== Texte fourni

La même situation est faite au barreau dans la Bavière et dans toute l’Allemagne. La profession d’avocat est ici plus ou moins doublée de celle de l’avoué, du notaire, de l’huissier ou de l’agent d’affaires, suivant les localités. En Bavière et dans le Wurtemberg, l’avocat postule et plaide ; il s’occupe des affiches de ventes forcées, dresse des protêts de lettres de change, etc. En Saxe, il a, comme le notaire, le privilège de certains protocoles, et pour ses émolumens il est soumis à la taxe. Dans tous ces pays, l’institution du barreau est détournée de sa mission. Et que peut-on attendre d’une institution ainsi dénaturée ? Il faut le demander à un respectable magistrat, M. Zink, président de chambre à la cour suprême du royaume de Bavière. Dans l’ouvrage qu’il vient de publier sur la justice et les avocats en Bavière et en Allemagne, il nous fait cette triste révélation : « A peine descendus (les avocats) dans l’arène judiciaire, tous les bons sentimens, dit-il, s’évanouissent ; l’amour de la vérité, la conscience, la raison, la franchise, la bonne foi, tout disparaît. Ils se tiennent absolument pour dégagés, en exerçant leur profession d’avocat, de toute honnêteté dans la procédure, et c’est sans la plus légère émotion, sans le moindre scrupule, qu’ils mentent, trouvant pour excuse les vieux Ils et coutumes. » Faut-il s’en prendre aux hommes ? Oui sans doute, mais beaucoup moins aux hommes encore qu’aux institutions du pays, qui ont dégradé à ce point le barreau après l’avoir asservi.

====
== Données fournies

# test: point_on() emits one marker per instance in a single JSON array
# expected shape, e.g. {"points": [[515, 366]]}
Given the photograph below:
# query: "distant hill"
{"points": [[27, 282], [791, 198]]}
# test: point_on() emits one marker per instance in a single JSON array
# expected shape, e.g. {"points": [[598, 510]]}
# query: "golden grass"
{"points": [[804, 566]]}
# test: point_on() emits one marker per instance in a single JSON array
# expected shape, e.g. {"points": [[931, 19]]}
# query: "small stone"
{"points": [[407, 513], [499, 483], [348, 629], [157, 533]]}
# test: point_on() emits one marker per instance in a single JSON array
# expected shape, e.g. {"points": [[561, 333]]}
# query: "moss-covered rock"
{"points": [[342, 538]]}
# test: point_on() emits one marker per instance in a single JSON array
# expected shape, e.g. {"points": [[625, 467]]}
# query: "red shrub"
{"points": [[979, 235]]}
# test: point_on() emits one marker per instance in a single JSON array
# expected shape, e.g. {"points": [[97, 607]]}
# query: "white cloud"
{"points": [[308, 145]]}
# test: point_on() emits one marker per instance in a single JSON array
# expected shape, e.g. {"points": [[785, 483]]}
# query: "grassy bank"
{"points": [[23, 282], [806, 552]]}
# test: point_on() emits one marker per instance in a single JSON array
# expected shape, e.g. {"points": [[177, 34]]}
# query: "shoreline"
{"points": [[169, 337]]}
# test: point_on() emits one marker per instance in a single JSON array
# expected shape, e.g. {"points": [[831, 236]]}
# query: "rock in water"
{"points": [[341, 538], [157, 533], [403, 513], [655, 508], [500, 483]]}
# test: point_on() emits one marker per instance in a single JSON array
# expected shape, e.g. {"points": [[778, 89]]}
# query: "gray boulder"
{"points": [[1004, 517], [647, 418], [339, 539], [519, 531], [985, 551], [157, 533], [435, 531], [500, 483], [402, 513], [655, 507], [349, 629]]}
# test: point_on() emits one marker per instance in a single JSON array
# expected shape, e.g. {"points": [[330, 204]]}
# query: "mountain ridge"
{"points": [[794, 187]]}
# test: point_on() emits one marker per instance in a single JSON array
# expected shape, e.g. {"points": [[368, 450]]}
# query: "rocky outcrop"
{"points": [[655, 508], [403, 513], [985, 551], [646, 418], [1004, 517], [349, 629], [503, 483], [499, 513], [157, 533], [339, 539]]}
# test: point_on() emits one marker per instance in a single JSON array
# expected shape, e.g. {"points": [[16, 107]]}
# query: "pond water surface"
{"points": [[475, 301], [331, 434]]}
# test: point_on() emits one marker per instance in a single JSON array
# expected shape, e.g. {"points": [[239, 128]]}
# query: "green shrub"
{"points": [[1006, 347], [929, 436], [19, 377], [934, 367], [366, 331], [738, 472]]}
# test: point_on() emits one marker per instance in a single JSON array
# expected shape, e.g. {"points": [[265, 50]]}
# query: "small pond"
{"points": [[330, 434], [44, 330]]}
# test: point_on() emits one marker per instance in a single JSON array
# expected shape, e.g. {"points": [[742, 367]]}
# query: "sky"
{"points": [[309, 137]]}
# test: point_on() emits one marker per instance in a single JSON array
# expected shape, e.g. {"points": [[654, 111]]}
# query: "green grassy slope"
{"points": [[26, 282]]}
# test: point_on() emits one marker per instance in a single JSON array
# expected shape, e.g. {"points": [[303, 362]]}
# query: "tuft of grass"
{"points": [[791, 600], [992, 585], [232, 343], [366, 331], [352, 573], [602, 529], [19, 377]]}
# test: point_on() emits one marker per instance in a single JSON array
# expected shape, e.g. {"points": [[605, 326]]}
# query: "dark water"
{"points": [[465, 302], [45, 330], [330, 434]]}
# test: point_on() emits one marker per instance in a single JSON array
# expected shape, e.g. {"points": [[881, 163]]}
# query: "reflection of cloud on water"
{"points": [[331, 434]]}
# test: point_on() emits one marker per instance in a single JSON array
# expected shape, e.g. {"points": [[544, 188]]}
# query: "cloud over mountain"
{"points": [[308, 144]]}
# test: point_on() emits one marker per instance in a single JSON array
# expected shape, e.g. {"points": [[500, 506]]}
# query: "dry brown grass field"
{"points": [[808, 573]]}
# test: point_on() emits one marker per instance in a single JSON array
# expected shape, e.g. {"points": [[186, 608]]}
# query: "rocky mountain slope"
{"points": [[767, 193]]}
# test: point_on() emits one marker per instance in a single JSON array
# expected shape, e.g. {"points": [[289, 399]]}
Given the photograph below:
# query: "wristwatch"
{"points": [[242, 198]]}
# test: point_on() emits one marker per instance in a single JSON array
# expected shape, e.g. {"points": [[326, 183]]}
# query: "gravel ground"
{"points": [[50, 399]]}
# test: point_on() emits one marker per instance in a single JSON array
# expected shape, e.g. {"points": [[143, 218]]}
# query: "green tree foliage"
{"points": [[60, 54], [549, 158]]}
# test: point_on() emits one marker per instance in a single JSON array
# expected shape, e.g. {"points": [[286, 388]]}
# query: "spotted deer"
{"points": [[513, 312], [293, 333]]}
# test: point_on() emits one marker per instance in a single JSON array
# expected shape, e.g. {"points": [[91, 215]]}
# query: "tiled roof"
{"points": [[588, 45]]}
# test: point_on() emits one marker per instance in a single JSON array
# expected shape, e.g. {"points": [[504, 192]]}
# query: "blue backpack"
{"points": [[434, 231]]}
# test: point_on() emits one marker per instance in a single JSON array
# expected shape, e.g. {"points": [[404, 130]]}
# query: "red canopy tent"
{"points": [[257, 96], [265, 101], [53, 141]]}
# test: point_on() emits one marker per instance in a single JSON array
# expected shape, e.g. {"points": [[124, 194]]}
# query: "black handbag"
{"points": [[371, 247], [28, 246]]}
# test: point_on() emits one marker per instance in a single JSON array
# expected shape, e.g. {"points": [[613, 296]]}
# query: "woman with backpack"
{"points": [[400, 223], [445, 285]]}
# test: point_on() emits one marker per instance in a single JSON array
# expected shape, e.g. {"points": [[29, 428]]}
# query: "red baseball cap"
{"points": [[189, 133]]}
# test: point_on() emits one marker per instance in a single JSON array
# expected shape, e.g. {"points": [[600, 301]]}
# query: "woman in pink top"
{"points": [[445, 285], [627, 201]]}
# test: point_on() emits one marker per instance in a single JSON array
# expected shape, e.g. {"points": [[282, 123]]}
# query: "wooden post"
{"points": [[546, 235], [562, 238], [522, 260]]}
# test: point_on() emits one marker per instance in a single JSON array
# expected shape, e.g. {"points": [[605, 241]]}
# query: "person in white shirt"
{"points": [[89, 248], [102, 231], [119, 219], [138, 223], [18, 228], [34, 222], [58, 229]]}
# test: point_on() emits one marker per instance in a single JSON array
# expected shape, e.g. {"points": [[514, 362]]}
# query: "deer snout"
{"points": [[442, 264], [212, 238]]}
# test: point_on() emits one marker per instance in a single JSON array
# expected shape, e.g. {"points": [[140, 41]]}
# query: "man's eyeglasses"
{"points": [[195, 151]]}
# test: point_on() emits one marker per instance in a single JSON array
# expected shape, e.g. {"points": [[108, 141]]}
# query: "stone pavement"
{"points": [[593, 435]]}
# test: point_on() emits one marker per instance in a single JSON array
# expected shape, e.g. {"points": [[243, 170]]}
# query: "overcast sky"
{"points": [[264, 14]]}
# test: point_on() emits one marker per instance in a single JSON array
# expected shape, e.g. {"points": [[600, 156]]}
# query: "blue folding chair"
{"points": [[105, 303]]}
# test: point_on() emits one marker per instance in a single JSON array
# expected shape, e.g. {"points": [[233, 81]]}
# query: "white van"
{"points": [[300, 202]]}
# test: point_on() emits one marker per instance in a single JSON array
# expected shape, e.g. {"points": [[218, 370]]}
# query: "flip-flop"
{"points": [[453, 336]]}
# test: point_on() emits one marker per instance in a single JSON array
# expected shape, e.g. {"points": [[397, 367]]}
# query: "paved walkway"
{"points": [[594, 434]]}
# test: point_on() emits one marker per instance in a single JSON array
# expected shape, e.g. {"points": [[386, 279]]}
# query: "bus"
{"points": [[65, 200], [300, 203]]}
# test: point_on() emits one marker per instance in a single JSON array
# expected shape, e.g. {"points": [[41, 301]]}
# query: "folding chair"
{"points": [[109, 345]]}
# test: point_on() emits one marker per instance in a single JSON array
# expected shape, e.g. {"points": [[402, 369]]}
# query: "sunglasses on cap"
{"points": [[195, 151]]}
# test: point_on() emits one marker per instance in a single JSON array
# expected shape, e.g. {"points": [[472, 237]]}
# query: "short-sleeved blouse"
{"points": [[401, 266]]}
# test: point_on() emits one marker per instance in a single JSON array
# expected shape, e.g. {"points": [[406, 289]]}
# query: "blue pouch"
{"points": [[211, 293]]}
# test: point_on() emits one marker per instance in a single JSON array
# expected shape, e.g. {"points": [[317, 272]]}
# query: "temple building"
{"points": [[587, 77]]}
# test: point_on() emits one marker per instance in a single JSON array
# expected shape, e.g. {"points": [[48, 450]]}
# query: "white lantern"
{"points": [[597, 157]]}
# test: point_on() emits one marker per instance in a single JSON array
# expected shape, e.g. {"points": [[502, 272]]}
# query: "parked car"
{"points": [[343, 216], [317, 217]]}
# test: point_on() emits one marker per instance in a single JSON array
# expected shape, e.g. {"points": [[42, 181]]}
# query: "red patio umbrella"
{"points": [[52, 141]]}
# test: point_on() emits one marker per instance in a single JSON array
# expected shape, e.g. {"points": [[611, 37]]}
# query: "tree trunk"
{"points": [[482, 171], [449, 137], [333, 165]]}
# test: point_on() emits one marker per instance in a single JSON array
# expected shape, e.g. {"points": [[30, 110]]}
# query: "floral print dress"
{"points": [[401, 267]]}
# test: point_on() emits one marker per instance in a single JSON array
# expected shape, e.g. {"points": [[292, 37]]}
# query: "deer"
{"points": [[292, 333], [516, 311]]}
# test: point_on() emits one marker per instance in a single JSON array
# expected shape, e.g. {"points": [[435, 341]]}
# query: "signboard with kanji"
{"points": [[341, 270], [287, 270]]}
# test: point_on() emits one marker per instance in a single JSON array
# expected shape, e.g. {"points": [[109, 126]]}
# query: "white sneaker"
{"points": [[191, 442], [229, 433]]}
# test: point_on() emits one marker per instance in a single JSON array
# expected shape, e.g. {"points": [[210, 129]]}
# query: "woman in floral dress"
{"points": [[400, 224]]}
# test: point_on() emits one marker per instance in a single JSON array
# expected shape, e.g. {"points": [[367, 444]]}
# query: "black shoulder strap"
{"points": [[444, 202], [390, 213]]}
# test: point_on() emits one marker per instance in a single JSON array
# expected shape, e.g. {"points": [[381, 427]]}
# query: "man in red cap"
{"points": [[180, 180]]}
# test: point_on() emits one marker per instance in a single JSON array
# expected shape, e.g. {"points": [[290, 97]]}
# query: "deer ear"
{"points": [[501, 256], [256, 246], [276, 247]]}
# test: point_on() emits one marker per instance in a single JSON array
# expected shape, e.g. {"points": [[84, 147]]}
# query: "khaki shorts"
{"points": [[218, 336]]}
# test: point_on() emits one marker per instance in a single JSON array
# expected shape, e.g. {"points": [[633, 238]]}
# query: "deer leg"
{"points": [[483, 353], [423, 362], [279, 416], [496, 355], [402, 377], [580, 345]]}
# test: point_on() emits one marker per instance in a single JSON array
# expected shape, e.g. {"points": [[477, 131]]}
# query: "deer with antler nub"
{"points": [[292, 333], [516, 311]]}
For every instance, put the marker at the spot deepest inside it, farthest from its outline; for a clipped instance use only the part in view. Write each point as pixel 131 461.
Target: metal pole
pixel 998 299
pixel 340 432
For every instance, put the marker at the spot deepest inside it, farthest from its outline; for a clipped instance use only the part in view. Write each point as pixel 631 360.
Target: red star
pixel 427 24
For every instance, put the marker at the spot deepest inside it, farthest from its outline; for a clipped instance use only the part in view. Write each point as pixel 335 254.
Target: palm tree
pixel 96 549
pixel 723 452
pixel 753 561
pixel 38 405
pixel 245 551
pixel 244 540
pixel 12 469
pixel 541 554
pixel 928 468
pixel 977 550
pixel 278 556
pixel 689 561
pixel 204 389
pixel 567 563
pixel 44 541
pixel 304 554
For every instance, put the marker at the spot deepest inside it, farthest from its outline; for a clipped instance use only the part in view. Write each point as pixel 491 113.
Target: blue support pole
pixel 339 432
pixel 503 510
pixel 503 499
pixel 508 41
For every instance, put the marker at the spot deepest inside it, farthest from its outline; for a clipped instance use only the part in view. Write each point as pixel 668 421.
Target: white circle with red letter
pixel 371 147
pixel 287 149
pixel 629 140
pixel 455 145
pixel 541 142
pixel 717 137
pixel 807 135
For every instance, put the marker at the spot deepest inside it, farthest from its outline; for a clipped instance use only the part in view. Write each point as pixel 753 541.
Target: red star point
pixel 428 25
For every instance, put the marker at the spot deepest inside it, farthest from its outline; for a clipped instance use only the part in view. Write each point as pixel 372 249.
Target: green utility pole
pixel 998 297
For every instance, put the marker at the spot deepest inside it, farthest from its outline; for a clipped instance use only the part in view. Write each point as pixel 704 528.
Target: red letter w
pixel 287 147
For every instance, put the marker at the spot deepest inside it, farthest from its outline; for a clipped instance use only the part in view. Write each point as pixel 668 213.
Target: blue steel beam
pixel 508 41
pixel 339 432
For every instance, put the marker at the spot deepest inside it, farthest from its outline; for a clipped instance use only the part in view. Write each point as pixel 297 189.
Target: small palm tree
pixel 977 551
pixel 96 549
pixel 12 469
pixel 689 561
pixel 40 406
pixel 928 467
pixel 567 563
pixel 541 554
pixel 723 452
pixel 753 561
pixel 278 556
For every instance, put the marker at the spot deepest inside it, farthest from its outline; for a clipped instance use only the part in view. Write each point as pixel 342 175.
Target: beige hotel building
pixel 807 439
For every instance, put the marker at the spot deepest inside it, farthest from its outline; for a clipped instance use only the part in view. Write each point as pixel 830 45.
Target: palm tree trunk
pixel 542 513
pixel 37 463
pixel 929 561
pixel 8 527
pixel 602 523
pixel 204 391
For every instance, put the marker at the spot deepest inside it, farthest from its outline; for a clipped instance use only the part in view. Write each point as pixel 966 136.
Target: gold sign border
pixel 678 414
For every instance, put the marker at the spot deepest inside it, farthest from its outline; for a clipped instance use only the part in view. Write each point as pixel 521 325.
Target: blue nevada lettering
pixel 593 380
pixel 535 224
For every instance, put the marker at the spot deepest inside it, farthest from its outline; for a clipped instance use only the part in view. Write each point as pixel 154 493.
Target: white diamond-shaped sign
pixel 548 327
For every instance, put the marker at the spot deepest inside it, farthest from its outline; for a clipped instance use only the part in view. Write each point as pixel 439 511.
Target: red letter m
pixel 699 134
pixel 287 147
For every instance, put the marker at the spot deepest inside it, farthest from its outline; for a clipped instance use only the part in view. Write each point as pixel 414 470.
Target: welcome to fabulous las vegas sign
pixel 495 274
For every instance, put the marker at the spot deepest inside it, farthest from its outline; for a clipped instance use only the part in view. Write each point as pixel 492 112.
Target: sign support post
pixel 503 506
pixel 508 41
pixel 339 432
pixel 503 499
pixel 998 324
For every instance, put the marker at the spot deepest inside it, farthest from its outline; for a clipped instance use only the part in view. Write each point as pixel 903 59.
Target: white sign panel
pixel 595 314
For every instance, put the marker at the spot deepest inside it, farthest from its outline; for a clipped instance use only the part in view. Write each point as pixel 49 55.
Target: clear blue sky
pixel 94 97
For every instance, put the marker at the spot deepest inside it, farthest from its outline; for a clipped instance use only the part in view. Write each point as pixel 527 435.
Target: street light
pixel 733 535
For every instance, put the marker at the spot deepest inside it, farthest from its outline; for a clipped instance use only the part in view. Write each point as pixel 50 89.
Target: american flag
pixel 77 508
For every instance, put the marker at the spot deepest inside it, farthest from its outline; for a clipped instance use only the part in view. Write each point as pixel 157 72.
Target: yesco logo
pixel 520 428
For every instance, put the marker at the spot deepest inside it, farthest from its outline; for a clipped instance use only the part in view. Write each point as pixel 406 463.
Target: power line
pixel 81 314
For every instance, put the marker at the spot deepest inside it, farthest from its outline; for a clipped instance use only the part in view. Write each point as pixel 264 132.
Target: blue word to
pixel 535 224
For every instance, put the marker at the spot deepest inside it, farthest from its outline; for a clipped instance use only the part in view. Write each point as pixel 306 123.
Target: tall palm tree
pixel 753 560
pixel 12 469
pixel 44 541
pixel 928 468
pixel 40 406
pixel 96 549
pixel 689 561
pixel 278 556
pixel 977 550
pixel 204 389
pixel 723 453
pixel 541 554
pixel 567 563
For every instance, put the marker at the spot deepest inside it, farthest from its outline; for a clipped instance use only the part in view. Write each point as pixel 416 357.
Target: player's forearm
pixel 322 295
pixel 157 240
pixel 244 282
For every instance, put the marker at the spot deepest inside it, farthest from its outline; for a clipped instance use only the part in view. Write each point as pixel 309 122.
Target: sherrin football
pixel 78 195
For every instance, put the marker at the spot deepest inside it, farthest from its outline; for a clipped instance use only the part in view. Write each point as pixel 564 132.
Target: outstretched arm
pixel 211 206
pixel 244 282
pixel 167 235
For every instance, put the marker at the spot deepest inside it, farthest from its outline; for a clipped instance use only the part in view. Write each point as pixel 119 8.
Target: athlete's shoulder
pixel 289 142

====

▶ Consigne: D'après le texte sur le barreau en Allemagne, quelle fonction M. Zink exerce-t-il ? Répondez en une phrase, s'il vous plaît.

▶ Corrigé: M. Zink est président de chambre à la cour suprême du royaume de Bavière.